-- PROVIDED PASSAGE --
[Start of section]

The responsibility falls on the truck driver to ensure that each truckload of goods arrives at its destination safely and intact. But accidents do happen; misfortune can strike even the most responsible operators. In the event that a customer’s property is damaged under your authority while in transit, motor truck cargo insurance is designed to cover the resulting liabilities.
No driver should haul without proper cargo coverage. Thankfully, these policies are simple to set up and a variety of options are available. However, just because your insurance broker secures a couple of decent quotes doesn’t mean your homework is finished. The next step is to double-check the policy for cargo exclusions and other factors. Time and time again, truckers learn far too late that their cargo was actually ineligible to receive coverage.
Cargo exclusions are just a few of the factors that policyholders should review before signing any insurance arrangement. Failing to do your due diligence can lead to costly consequences.
“One of the biggest mistakes that customers can make when buying cargo insurance is agreeing to what the broker provides and not asking for the additional details of the policy,” said Brandon Richards, Reliance Partners’ chief sales officer. “Insureds should always ask for a list of the policy exclusions that go along with that quote so they can see exactly what’s excluded.”
Richards further explained that broadly written quotes are typically what customers are presented; these one-page reports don’t necessarily mention the specifics of the policy such as its exclusions. One of the most common dry goods exclusions is electronics, much to the surprise of many truckers.
“Make sure that the items excluded aren’t ones that you’re hauling,” Richards said. “I can’t tell you how many times I’ve looked at a customer’s policy to find that one of their main contracts, whether it be electronics, seafood or pharmaceuticals, is listed as specifically excluded from their cargo policy.”
Zach Bowling, AmWINS Group senior vice president and an experienced broker for physical damage and cargo, explained the importance of informing your insurance provider of the commodities you plan to haul. “It’s always best to check; we never want to assume,” he said.

[End of section]

Tell whether each statement agrees with the cargo insurance article, answering yes or no and quoting the words from the article that settle it. (a) Electronics is among the most common dry goods exclusions. (b) Brandon Richards is a senior vice president at AmWINS Group. (c) The broadly written quotes customers are usually shown spell out the policy's exclusions.

-- INFORMATION SUPPLIED --
[Start of section]

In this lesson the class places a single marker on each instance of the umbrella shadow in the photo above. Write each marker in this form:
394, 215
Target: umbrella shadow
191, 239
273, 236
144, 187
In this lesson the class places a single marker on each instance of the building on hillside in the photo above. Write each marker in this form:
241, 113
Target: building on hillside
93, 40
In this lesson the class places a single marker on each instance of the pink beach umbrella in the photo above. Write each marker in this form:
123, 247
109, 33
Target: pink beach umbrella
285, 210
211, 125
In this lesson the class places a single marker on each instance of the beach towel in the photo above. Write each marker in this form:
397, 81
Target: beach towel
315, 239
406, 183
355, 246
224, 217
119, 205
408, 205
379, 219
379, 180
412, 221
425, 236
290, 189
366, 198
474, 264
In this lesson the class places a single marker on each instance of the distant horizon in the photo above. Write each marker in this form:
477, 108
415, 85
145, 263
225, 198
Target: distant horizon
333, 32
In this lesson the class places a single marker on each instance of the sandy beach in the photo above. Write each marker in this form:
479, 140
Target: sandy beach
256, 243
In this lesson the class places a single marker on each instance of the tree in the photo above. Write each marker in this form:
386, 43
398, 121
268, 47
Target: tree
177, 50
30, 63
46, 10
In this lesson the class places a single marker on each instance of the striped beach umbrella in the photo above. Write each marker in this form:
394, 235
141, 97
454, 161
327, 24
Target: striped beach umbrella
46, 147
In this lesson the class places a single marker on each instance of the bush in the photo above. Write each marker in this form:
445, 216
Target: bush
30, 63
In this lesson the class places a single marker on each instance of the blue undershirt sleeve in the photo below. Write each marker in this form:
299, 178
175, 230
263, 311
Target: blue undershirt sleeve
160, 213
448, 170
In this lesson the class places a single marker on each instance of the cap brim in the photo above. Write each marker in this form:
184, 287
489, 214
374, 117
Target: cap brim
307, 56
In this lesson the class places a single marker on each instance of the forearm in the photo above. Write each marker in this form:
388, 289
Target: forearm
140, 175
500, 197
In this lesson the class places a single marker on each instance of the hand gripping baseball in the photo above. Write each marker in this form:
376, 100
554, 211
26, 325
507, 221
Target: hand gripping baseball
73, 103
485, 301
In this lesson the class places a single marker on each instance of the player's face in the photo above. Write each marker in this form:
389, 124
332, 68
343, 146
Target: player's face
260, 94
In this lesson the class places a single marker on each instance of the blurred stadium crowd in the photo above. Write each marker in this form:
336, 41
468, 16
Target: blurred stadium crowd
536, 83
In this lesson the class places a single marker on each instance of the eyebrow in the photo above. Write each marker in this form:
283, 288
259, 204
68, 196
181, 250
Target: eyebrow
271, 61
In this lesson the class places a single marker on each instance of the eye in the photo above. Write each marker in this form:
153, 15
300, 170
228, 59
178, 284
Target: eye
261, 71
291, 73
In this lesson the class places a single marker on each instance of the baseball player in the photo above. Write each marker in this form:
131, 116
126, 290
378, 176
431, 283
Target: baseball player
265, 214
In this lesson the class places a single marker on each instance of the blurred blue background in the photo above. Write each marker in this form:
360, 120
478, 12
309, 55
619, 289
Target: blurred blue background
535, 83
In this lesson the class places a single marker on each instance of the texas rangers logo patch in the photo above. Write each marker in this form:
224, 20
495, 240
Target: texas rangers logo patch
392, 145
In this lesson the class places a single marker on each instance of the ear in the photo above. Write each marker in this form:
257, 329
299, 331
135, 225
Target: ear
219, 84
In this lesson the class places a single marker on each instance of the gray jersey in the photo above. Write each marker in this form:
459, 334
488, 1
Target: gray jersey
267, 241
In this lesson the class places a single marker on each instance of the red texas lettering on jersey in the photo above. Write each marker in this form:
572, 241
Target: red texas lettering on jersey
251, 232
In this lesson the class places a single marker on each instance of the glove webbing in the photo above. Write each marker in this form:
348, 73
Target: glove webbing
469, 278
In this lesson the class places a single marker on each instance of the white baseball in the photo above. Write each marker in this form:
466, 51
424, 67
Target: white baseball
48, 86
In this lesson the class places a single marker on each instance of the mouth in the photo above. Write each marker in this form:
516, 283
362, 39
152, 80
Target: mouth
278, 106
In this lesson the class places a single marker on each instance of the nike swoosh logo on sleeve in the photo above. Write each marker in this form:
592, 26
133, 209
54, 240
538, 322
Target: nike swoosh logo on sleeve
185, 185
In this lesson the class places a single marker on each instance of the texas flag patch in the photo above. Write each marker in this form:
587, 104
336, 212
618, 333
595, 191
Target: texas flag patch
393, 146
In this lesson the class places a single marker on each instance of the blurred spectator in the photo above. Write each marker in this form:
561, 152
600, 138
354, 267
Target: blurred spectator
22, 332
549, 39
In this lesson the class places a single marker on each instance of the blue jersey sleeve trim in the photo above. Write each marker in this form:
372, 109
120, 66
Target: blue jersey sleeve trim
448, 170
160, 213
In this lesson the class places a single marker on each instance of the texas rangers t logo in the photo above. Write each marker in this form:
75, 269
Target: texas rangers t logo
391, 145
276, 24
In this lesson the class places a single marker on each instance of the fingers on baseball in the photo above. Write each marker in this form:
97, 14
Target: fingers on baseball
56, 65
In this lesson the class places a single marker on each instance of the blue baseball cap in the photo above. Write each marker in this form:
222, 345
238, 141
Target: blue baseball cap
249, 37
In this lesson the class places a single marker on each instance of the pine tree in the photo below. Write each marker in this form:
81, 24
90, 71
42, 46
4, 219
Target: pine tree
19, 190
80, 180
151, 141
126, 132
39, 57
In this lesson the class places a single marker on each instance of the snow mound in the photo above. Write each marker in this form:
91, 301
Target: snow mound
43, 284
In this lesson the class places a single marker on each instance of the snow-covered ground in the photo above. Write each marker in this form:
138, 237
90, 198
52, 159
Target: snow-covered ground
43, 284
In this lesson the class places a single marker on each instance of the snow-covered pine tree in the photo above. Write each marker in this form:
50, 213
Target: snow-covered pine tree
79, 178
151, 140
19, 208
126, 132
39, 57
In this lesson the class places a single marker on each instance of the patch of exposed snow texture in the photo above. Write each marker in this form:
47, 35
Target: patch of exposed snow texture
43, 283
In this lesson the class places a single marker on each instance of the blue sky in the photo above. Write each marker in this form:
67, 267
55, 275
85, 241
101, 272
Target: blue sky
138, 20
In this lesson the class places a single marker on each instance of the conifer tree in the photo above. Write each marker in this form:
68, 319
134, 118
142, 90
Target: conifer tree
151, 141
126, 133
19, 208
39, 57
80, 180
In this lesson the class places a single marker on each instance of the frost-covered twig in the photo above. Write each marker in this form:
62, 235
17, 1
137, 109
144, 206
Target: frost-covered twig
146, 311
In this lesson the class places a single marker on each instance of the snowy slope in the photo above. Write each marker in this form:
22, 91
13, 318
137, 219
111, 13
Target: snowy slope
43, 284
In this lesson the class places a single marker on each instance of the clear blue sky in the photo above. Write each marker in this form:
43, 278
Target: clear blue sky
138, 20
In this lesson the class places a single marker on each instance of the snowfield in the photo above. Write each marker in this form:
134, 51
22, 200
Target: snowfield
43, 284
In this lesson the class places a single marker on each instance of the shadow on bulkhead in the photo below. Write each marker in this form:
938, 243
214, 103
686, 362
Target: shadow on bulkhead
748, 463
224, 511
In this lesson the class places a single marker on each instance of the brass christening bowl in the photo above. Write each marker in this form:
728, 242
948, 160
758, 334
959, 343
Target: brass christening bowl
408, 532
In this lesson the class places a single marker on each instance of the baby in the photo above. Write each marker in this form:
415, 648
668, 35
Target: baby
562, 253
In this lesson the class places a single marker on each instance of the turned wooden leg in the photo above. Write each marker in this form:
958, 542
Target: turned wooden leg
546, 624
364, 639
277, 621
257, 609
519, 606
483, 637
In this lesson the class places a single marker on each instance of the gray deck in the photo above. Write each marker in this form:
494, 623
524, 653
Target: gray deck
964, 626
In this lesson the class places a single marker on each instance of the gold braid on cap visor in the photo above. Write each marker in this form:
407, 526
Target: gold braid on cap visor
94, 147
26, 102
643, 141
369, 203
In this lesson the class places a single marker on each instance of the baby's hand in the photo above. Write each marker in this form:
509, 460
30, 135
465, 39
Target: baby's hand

[End of section]

-- EXPECTED OUTPUT --
(a) Yes: "One of the most common dry goods exclusions is electronics"
(b) No: "Brandon Richards, Reliance Partners’ chief sales officer"
(c) No: "these one-page reports don’t necessarily mention the specifics of the policy such as its exclusions"